--- WORK TO COMPLETE ---
Please find every line in the entries that contains the word "paper" with the same capitalization, and copy each of those lines.

--- Location identification items ---
------------------------------

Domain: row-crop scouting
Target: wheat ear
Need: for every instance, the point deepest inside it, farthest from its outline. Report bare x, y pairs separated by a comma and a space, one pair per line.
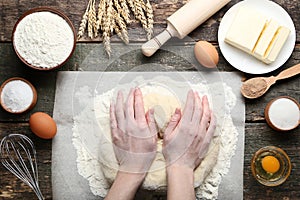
122, 9
83, 22
101, 12
107, 26
139, 13
150, 16
92, 20
119, 22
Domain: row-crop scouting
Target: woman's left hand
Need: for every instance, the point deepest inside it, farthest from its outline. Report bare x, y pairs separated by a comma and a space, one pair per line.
134, 133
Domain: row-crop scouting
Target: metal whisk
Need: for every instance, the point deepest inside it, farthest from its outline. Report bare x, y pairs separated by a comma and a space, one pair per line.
18, 155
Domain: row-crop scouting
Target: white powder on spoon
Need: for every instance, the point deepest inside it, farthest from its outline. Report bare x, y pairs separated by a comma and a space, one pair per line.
43, 39
16, 96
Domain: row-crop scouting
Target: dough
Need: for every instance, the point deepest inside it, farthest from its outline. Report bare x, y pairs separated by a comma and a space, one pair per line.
164, 103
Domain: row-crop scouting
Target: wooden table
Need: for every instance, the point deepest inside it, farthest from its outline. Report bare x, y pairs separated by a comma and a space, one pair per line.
257, 132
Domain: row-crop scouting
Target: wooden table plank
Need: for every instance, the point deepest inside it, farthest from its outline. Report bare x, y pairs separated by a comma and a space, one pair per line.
10, 186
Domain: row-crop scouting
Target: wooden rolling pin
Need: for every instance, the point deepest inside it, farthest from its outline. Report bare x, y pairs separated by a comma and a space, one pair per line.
184, 21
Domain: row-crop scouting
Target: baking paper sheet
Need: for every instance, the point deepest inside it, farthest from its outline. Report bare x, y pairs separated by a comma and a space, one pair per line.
66, 181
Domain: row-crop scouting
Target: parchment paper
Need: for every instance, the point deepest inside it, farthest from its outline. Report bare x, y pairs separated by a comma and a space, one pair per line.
66, 181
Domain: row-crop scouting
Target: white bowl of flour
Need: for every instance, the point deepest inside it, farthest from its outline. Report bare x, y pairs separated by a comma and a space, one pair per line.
44, 38
17, 95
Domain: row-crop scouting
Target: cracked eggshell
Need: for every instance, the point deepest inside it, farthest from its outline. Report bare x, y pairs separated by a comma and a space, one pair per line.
206, 54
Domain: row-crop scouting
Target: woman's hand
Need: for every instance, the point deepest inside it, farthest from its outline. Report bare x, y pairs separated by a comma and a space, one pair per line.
186, 141
134, 134
188, 135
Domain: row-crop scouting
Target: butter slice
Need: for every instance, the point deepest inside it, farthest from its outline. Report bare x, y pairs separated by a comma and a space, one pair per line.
276, 45
246, 28
265, 39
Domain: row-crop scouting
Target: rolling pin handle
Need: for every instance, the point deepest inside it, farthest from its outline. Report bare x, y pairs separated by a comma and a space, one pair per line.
150, 47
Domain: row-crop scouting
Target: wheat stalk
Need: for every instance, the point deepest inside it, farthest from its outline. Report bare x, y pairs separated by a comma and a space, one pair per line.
119, 22
83, 22
122, 9
113, 16
140, 15
92, 20
107, 27
150, 17
101, 12
126, 11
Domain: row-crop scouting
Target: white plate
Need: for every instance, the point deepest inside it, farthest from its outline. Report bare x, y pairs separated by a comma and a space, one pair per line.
245, 62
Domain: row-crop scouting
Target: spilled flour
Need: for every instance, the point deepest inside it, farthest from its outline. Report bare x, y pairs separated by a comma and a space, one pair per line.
95, 157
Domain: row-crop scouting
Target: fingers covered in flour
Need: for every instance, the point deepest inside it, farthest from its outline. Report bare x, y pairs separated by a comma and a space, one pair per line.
134, 133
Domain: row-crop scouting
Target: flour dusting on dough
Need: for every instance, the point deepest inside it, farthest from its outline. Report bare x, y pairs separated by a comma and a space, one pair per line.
93, 164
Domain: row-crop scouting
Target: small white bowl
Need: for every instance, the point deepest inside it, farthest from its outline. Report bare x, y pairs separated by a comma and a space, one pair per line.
31, 103
282, 113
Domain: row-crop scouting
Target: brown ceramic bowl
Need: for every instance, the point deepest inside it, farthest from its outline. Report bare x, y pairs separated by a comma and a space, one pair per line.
271, 179
282, 114
33, 102
44, 9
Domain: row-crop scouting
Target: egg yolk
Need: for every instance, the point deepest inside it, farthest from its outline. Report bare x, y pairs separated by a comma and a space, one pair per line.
270, 164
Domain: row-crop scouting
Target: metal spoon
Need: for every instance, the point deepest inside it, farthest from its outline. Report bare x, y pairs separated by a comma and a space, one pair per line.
256, 87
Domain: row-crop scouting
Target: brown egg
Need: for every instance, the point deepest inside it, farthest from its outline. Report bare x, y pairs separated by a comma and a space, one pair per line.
42, 125
206, 54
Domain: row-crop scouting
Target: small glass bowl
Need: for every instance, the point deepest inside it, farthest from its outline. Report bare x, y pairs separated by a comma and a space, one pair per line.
34, 98
284, 105
271, 179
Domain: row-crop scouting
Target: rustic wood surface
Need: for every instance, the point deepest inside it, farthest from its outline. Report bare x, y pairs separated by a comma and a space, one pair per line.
257, 132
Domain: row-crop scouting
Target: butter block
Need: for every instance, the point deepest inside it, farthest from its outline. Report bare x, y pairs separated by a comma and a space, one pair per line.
246, 28
265, 39
276, 45
255, 34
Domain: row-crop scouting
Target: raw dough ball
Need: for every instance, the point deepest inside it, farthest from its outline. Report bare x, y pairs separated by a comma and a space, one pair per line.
164, 107
164, 103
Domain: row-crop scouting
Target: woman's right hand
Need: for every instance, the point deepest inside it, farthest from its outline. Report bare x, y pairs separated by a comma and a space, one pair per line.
188, 135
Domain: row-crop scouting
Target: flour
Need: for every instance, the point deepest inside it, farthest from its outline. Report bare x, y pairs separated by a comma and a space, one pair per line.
17, 95
100, 166
43, 39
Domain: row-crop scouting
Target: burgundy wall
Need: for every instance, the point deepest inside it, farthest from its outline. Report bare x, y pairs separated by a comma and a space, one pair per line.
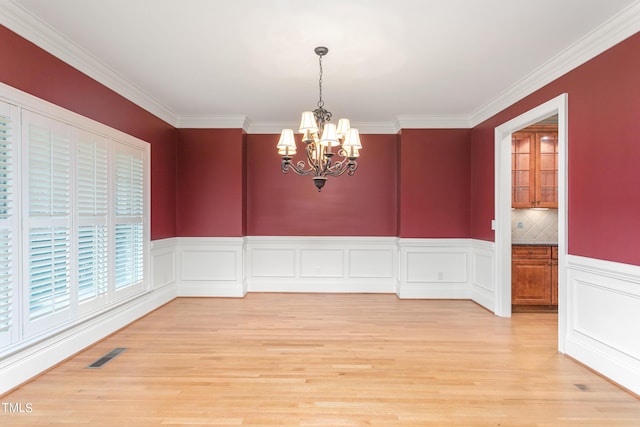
364, 204
435, 183
211, 183
30, 69
603, 155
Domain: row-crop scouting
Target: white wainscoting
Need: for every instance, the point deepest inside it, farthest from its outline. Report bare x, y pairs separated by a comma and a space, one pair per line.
321, 264
434, 268
210, 266
163, 263
483, 282
603, 318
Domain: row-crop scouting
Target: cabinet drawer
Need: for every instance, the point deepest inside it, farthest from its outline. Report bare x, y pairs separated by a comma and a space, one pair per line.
531, 252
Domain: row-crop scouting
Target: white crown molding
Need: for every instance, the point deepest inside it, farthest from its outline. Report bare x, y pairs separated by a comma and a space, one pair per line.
21, 22
214, 122
618, 28
363, 127
433, 122
621, 26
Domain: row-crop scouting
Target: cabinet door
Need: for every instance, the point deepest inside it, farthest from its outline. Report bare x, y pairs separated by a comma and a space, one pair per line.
523, 156
531, 282
554, 276
546, 170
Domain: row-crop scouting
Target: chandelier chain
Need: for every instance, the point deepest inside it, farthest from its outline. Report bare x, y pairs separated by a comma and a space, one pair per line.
320, 101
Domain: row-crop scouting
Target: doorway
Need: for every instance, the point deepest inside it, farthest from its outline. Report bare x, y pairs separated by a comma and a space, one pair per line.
556, 106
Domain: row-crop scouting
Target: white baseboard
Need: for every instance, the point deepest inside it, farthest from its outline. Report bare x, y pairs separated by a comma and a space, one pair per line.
603, 318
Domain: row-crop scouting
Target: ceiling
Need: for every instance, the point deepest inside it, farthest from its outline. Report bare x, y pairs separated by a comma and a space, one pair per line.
429, 63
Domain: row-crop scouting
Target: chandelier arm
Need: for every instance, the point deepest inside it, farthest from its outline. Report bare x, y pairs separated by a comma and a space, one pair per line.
298, 168
339, 168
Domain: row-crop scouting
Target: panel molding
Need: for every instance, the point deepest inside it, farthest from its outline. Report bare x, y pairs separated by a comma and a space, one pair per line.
210, 266
483, 286
434, 268
321, 264
603, 314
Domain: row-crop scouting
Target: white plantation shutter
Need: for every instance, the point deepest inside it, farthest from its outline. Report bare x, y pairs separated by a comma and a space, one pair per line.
8, 223
92, 193
74, 220
48, 219
49, 271
93, 258
129, 217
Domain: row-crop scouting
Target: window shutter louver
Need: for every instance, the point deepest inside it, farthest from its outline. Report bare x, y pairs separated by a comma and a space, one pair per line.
74, 212
92, 166
7, 223
129, 210
49, 222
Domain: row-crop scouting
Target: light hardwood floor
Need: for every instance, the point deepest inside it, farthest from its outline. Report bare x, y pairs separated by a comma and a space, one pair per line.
327, 360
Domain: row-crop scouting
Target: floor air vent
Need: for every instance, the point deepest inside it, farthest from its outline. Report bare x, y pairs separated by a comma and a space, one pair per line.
106, 358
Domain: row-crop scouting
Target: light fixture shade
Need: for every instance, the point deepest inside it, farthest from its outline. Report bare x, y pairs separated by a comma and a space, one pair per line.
329, 136
308, 122
352, 139
287, 143
343, 127
352, 152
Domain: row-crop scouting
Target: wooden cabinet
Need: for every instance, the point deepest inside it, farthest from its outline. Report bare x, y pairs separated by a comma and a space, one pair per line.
534, 167
534, 275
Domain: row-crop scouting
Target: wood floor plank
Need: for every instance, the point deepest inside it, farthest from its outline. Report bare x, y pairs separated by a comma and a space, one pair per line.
327, 360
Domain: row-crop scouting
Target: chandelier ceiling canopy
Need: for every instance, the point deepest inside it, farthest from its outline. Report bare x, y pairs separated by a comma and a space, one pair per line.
319, 136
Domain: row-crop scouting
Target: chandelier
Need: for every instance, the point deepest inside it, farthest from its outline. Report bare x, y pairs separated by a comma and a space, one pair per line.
319, 137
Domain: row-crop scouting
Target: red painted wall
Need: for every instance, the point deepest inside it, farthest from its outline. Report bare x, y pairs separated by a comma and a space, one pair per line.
210, 182
603, 155
364, 204
435, 183
30, 69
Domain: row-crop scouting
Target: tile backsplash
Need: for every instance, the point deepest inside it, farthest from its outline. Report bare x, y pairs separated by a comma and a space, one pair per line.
534, 226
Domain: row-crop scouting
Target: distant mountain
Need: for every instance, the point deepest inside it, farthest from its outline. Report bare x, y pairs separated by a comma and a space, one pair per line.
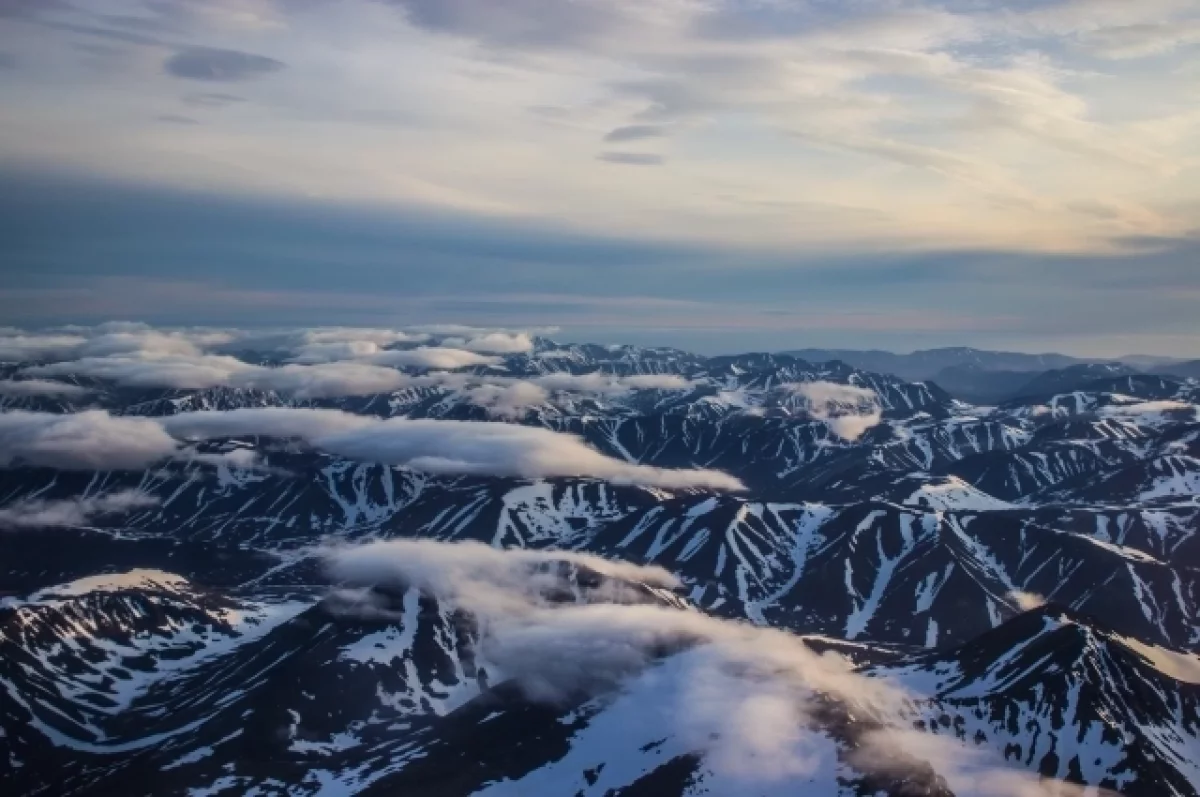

------------------------------

--- OUTPUT OF THE TASK ---
Target: baking paper sheet
Target: parchment paper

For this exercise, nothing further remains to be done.